(Point labels for objects)

■ ■ ■ ■ ■

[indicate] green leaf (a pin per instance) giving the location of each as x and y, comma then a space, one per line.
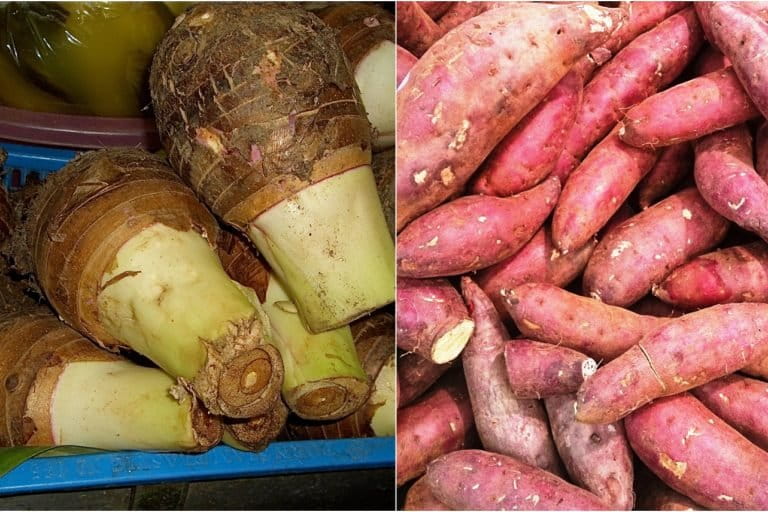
12, 457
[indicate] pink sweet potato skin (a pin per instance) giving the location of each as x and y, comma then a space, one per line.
405, 61
529, 152
552, 315
646, 65
646, 248
674, 163
438, 423
427, 309
742, 36
480, 480
692, 451
597, 457
541, 370
727, 180
688, 111
416, 31
538, 261
449, 121
415, 375
741, 402
506, 425
710, 59
420, 497
679, 355
761, 151
473, 232
734, 274
597, 189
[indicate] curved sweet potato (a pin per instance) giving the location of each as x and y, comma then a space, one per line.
506, 425
734, 274
691, 450
449, 121
688, 111
679, 355
597, 457
432, 320
473, 232
643, 250
480, 480
597, 189
529, 152
538, 261
547, 313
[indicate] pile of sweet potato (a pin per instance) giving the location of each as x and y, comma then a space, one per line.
582, 217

■ ■ ■ ■ ■

Put the material into a Markdown table with the columns Row and Line, starting at the line that has "[indicate] pile of" and stopping at the end of the material. Number each line in the Row column and skip any blank lines.

| Row | Line |
|---|---|
| 1 | [indicate] pile of sweet potato (a pin per instance) giving the location of each as x and y, comma then a space, one per line. |
| 2 | 582, 217 |